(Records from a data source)

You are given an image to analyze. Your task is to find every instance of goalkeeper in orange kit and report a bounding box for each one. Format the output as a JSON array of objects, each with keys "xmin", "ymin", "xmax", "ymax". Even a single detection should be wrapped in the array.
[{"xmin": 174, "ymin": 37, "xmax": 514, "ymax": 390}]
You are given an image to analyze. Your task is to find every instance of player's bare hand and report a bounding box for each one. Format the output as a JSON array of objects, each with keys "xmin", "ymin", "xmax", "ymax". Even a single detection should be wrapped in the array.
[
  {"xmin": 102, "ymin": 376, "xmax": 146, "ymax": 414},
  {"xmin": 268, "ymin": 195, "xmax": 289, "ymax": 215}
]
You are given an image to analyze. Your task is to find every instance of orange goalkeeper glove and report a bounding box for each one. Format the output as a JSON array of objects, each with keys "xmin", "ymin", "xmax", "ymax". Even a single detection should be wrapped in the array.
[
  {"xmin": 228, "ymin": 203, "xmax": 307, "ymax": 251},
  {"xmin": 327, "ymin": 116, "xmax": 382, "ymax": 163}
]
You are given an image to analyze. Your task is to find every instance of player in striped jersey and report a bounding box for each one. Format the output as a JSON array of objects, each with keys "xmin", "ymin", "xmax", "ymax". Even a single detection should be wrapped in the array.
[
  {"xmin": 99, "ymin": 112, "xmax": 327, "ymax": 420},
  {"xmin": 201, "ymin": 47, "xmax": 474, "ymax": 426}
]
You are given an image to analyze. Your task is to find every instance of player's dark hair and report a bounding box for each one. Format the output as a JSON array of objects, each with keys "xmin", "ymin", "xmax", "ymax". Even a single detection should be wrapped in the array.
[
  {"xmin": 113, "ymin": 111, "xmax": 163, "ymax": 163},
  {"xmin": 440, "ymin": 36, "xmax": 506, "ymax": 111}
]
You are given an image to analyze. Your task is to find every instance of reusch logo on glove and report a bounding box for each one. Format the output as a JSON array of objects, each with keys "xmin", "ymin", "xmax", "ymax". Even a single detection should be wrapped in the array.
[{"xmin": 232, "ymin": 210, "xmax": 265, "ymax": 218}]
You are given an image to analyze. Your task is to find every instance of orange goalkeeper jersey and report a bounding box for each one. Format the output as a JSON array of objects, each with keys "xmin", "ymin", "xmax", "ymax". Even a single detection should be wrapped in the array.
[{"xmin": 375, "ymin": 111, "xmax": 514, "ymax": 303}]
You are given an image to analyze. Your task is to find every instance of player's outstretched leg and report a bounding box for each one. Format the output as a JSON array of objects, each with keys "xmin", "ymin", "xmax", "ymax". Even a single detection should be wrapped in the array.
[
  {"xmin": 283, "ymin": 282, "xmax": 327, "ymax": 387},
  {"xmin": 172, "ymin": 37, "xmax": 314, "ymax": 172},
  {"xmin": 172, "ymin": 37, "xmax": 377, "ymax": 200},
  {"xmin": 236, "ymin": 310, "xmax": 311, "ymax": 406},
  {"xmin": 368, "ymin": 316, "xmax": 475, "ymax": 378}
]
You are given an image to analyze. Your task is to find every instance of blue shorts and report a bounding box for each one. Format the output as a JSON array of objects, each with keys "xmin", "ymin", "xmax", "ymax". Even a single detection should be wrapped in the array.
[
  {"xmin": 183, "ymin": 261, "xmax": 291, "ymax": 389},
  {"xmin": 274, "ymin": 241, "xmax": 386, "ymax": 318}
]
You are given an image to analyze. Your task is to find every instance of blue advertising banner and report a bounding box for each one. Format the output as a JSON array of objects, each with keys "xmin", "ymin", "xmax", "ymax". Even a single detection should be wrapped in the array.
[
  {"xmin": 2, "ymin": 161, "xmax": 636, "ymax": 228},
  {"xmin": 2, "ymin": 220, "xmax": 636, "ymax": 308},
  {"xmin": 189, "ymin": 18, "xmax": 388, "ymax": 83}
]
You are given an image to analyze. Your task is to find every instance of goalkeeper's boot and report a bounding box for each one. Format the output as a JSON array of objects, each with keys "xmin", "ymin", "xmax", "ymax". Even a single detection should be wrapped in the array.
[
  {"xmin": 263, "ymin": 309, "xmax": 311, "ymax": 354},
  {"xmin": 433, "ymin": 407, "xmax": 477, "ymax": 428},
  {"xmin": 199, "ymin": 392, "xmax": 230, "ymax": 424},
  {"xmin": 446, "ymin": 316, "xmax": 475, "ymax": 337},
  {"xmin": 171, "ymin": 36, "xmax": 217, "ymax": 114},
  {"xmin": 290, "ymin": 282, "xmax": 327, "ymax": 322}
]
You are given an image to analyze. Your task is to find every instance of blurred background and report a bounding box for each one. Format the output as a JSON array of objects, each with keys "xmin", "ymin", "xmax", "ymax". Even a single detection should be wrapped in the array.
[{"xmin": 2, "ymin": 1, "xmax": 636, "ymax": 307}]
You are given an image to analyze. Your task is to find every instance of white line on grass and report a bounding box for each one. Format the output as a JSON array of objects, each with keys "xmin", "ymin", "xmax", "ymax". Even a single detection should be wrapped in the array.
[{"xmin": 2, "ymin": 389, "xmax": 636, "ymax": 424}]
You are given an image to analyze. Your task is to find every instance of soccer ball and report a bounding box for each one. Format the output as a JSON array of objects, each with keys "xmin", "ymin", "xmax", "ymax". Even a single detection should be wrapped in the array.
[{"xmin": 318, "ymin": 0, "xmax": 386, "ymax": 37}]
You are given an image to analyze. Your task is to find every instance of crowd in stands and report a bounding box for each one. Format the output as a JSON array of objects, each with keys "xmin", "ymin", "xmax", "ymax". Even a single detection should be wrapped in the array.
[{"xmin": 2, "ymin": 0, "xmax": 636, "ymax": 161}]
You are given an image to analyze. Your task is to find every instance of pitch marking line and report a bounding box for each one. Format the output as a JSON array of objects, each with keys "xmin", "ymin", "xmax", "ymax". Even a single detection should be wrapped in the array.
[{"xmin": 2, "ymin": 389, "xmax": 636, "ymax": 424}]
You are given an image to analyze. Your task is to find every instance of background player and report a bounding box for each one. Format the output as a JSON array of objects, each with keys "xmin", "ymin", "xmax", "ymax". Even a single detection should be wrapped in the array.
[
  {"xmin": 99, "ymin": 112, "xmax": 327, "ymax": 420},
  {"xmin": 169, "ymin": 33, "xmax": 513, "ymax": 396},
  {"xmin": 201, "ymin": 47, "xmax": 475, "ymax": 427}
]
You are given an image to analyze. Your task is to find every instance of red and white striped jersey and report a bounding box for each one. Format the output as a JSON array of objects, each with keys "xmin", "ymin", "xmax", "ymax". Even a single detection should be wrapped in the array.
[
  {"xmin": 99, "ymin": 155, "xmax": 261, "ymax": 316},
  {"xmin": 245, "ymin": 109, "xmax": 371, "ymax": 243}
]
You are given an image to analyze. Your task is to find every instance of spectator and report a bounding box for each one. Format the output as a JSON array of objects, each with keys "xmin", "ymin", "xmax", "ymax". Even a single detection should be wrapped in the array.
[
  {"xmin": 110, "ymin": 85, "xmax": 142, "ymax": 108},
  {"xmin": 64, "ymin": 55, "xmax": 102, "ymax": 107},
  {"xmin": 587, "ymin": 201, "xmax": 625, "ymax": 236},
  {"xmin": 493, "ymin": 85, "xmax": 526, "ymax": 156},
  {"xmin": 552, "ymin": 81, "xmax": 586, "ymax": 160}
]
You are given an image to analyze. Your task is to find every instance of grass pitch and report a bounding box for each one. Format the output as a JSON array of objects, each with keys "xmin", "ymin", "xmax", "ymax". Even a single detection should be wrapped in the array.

• **WRITTEN REQUEST**:
Which lines in the listing above contain the word "reusch"? Report each of them in full.

• **WORKED ANSWER**:
You are given an image to analyze. Your task is to find every instance of reusch logo on glove and report a bounding box for each one. Format the output as a JSON array of objects, each with keys "xmin", "ymin", "xmax", "ymax". Even a single detection should be wrapped in the array.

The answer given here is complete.